### STORED DATA ###

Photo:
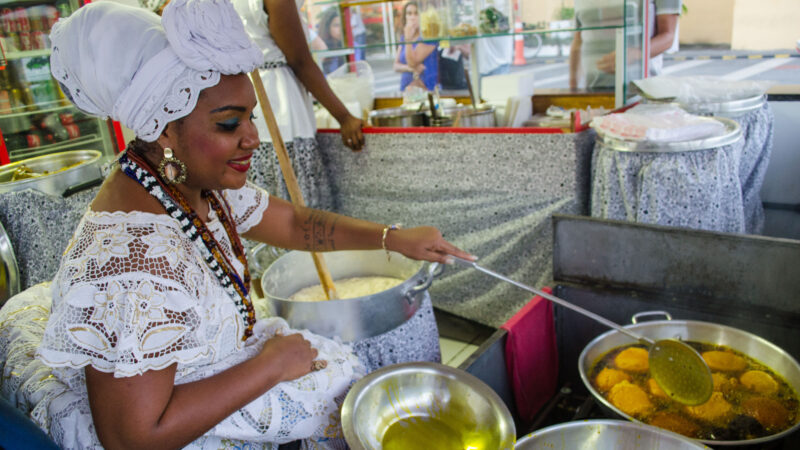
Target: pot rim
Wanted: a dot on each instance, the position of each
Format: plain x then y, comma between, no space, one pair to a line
405,286
642,325
638,427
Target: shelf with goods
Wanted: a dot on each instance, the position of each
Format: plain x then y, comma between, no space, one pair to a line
36,118
536,33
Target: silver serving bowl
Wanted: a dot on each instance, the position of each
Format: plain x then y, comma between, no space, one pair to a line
483,116
605,435
349,319
425,391
86,168
398,117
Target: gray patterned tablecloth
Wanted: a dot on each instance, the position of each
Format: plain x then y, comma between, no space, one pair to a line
716,189
490,194
757,128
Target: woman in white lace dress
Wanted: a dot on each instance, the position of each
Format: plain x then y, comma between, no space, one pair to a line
152,339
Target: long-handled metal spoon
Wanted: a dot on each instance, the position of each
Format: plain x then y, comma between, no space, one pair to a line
677,368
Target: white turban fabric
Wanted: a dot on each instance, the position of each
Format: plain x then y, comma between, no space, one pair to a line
128,64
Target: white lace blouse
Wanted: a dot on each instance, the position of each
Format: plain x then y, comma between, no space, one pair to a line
133,294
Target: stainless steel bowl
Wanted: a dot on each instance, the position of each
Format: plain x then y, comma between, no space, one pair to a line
425,390
688,330
354,318
605,435
481,117
397,117
55,183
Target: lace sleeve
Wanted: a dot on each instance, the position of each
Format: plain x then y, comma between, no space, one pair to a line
248,205
132,296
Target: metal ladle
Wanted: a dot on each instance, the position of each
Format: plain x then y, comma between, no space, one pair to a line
677,368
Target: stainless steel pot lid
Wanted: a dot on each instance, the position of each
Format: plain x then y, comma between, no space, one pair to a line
605,434
733,133
9,271
734,108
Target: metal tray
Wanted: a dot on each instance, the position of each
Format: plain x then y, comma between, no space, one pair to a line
9,272
733,134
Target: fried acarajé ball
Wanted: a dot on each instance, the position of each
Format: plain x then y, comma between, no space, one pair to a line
676,423
724,361
722,383
768,412
759,381
608,377
633,359
716,410
631,399
655,389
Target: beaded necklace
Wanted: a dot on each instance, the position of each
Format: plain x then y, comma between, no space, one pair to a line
178,208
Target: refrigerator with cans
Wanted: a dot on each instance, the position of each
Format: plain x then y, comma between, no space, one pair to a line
36,118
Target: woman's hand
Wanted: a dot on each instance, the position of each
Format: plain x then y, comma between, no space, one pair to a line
424,243
292,354
351,132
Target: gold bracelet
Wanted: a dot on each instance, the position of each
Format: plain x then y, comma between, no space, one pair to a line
395,226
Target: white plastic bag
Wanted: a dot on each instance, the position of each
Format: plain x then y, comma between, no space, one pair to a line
701,89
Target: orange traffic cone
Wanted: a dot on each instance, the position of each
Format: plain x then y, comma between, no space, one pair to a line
519,45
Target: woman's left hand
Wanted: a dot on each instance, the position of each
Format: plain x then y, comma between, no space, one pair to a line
424,243
351,132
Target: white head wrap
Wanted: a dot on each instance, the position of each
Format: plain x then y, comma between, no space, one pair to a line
128,64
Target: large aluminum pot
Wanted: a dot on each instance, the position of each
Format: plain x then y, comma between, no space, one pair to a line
481,117
605,435
422,390
749,344
731,109
398,117
349,319
87,168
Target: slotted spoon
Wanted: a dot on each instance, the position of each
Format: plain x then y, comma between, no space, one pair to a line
677,368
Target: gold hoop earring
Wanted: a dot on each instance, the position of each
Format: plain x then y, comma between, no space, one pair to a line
172,169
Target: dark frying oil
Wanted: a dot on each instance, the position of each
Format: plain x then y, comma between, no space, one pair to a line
741,426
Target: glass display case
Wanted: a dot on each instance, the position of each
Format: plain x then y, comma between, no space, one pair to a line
605,38
35,116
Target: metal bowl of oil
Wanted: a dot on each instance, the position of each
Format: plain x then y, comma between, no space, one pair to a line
424,405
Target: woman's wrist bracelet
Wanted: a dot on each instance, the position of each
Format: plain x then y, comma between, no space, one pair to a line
386,230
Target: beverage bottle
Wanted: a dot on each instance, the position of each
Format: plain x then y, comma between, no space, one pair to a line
6,105
21,16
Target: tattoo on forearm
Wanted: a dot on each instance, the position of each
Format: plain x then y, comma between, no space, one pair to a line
318,231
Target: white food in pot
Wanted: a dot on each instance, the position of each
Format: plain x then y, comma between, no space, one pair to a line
347,288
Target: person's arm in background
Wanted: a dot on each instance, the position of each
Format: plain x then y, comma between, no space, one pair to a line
399,66
287,30
575,60
666,26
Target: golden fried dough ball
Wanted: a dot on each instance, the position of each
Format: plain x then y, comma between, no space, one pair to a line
724,361
655,389
724,384
630,399
633,359
676,423
768,412
607,378
715,410
759,381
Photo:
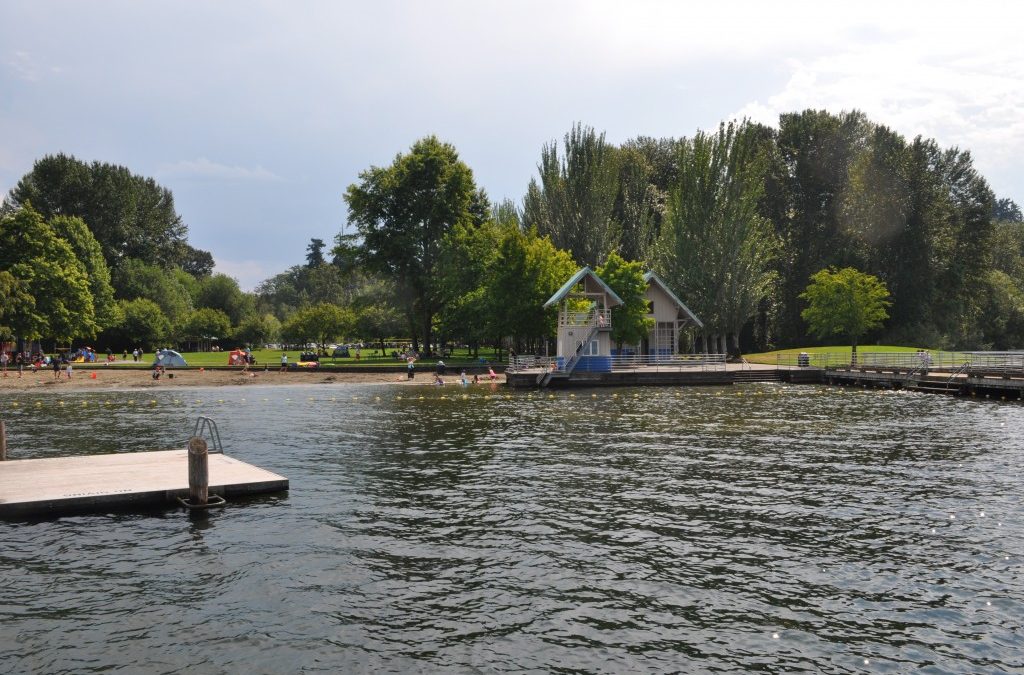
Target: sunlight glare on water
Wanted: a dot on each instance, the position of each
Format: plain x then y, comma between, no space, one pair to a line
719,529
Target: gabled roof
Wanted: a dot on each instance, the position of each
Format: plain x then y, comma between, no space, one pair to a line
651,278
584,273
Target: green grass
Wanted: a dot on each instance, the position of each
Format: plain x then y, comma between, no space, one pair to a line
844,350
272,357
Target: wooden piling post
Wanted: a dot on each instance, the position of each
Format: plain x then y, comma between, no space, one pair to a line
199,472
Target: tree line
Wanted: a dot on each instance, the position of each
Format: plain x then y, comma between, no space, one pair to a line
736,220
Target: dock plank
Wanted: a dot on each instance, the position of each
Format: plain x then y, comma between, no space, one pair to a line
53,486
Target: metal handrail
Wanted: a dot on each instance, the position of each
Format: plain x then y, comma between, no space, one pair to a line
966,368
204,425
669,362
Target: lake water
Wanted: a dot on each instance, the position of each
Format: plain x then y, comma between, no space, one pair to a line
704,530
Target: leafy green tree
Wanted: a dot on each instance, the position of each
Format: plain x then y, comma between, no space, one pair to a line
715,247
221,292
403,211
1008,210
469,258
195,261
845,302
574,201
16,302
314,253
320,324
639,204
86,249
816,149
45,266
1001,312
144,324
629,322
530,268
379,322
131,216
134,279
258,330
204,323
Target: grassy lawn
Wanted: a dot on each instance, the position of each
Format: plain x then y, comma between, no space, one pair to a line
844,350
272,357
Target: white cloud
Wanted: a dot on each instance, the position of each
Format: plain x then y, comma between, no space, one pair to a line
23,66
958,85
204,168
248,272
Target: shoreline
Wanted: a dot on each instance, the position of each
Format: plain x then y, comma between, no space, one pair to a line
133,380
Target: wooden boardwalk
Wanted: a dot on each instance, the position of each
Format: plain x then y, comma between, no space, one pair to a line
66,484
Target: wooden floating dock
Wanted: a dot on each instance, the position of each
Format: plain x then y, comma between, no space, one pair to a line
67,484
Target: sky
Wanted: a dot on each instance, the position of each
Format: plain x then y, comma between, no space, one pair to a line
258,115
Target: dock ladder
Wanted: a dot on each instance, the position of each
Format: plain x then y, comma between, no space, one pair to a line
207,430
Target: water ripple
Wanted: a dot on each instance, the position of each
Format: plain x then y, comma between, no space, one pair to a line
717,530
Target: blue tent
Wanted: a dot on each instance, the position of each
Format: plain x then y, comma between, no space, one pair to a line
169,359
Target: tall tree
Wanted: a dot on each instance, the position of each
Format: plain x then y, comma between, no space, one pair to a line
715,247
144,325
221,292
403,212
16,302
314,253
45,266
574,201
530,268
816,150
131,216
86,249
629,322
136,280
321,324
845,302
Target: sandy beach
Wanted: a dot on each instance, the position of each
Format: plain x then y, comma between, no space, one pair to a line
116,378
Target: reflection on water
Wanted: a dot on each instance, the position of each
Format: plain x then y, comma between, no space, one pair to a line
764,526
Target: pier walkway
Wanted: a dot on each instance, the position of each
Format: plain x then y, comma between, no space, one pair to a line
65,484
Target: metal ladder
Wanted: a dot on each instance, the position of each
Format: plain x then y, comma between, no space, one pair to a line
207,429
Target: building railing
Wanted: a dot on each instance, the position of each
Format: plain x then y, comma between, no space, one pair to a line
599,318
662,363
966,362
656,363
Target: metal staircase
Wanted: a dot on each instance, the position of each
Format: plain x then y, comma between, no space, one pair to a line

###

● ASSIGNED TASK
From the data above, copy each line that holds "woman".

● EXERCISE RESPONSE
Target: woman in white lace dress
Target: woman's hand
Target: woman's left hand
Target: woman's wrist bracelet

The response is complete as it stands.